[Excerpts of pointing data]
::::::::::
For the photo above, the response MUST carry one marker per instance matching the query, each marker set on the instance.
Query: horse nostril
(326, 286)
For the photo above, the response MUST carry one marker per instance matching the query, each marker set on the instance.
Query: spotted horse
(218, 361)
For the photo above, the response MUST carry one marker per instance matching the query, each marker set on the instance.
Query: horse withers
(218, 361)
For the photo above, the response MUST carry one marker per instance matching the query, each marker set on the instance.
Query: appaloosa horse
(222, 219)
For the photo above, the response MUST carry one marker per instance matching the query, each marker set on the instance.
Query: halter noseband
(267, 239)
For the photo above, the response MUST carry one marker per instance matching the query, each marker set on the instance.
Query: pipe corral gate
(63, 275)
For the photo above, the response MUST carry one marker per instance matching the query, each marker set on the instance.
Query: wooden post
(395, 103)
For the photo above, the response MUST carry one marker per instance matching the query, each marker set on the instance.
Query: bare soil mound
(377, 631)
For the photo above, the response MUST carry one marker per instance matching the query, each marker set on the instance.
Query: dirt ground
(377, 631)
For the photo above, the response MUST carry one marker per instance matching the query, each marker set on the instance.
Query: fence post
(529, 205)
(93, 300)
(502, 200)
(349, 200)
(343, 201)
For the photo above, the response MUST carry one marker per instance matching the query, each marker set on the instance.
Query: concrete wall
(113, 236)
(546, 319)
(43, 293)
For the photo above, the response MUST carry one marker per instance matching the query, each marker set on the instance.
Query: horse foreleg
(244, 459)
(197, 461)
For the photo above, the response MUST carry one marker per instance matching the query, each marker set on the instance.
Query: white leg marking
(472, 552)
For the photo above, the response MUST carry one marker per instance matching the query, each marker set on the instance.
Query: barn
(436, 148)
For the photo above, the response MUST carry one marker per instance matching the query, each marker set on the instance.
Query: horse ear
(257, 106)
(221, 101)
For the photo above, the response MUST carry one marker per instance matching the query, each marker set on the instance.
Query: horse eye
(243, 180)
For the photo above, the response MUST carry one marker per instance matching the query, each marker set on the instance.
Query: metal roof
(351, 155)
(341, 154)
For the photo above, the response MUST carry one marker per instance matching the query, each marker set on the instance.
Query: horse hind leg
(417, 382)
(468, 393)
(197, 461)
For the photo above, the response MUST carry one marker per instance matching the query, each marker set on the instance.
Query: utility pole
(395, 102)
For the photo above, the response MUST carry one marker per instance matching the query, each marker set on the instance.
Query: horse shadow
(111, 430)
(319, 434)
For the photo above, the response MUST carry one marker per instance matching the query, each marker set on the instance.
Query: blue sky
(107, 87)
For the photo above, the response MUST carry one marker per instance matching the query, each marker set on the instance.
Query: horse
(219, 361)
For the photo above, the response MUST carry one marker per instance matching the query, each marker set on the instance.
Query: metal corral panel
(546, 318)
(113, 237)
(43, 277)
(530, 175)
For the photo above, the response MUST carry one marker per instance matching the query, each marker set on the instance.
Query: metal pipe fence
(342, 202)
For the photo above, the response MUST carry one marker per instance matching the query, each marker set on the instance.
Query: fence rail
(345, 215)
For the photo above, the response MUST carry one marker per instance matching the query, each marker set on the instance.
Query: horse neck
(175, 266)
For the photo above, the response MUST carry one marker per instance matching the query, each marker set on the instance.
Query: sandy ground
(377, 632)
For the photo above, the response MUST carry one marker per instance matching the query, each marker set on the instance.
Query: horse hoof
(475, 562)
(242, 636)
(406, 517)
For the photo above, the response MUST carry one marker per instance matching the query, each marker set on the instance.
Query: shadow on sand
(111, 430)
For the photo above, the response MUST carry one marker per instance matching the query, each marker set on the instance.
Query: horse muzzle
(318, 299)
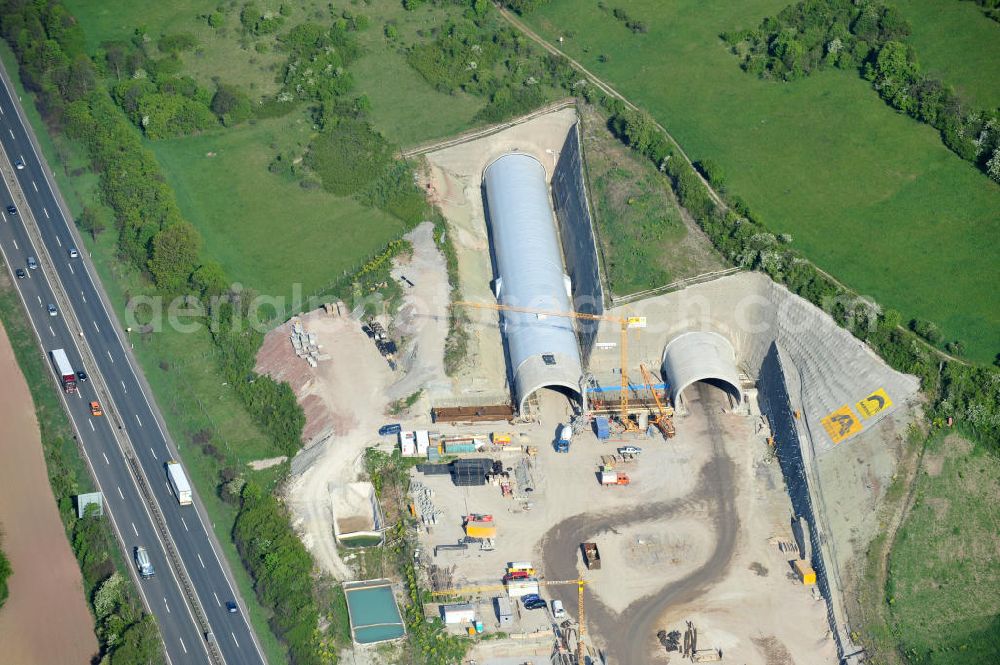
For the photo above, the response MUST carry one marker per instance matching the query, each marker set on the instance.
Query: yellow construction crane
(581, 630)
(625, 322)
(663, 419)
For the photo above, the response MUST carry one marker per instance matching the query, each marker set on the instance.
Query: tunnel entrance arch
::::::::::
Goal of the exercise :: Repeat the material above in full and exactly, apart from the pictures.

Written answer ::
For the photo above, the response MUST carry one marker per instance matching the query, each marker set on the instance.
Query: horse nostril
(326, 286)
For the photo above, the response MUST carry one marker per instance matching the query, each marker set on the instance.
Query: spotted horse
(218, 361)
For the photo above, the response MUST carry one marker per instance matching the query, each marker set on the instance.
Query: horse withers
(218, 361)
For the photo above, the response MUST carry one marker per instance matching the query, each marker set on the instance.
Query: appaloosa horse
(222, 219)
For the photo above, the response MUST carry one marker per instance matching the query, each marker set on the instance.
Query: halter noseband
(267, 239)
For the photo above, the response MUST carry one marker per instance matching the query, each marker set on the instance.
Query: pipe corral gate
(63, 275)
For the photo above, the response MUST carry one marker per instance matching the query, each marker set on the instance.
Query: wooden post
(395, 103)
For the photo above, the response MUST carry one marker per instance matching the query, each marker set on the instance.
Query: bare soil mound
(377, 631)
For the photo above, the response MUST carry one marker per instance matching the query, each marker set on the instance.
Query: dirt ground
(377, 631)
For the photo above, the response MUST carry one marker per instance matching the query, each marker set on the instance.
Query: fence post
(529, 205)
(93, 300)
(502, 200)
(349, 200)
(343, 201)
For the photo above, the response MUST carry one marker per instance matching the query, each marker set on the instance.
Query: concrete wall
(113, 236)
(546, 319)
(43, 293)
For the photo above, the response MUST carry one marker per instance matching the query, each marker set on the instance.
Query: horse foreleg
(244, 459)
(197, 461)
For the photo above, the response MUST carry one marker per instance matching the query, each marker set on the instance.
Query: white leg marking
(472, 552)
For the photo above, the response MUST carry one marker per instance matching the query, each marker set on the instance.
Query: barn
(436, 148)
For the photo above, the response MUST carry one marker per instance matching the query, each marker set on the instance.
Query: horse ear
(257, 106)
(221, 101)
For the photo above, the response MUST carry one marker per instance matching the query, each marker set on the instance.
Query: horse eye
(243, 180)
For the photo above, the response MUST carry one marker per instance matching the query, each marker set on the instance.
Query: metal roof
(351, 155)
(341, 154)
For the photo above, the response MUST carry one marker per instance matching the query, each marker set on the instance.
Query: horse hind leg
(417, 382)
(468, 393)
(197, 461)
For the photo above, the response MUST carry one marker per instance matching the query, each marker set on the instance.
Query: utility pole
(395, 102)
For the photo above, the response MUST carry one marker per instance matching the query, each marker set on the instance.
Query: horse shadow
(111, 430)
(319, 434)
For the photo above, the response MUST carry one marker per instance matching the query, each marker set on the instance.
Query: blue sky
(107, 87)
For the photo above, the response MUST carry one marker per instance matching the query, each marker set on the instance.
Query: horse
(219, 361)
For the photo above, the response MUST carry one marker per instance matching the query, each marker set on the instance.
Query: metal corral panel
(546, 318)
(113, 237)
(43, 277)
(530, 175)
For the photo above, the response MUST carry one marker per instance matching the query, each marker set on the instance.
Query: metal pipe fence
(342, 202)
For the photo above, the response MUST carry one marker per instance matching the query, each marker set on the instance.
Query: fence rail
(345, 215)
For the photo above, the response MUST carry one marker per instance matching the query, each marker set on the instance.
Query: horse neck
(175, 266)
For the photo above, the response MUST carry one marker per instance matching the query, each marker set on the instance.
Query: sandy ground
(377, 632)
For the photo above, the response MUST carry one marker per instance matching the query, each marker set on the instance.
Query: horse hoof
(475, 562)
(242, 636)
(406, 517)
For the photo above, the response MUST carry one marker per instance matching the query, each marker set on the instance.
Query: shadow on sand
(111, 430)
For the photo above, the response MUST carry one marker per instance matching the query, each marker set on the instance.
Query: horse muzzle
(318, 299)
For the photo above, the response MUST carry one marker per instance matching the query, each marker set on the instance.
Query: yellow construction crane
(581, 630)
(625, 322)
(663, 419)
For the photo above, the response MUST carry one marker per instance matching the query, each marker set on the instance.
Query: tunnel entrance arch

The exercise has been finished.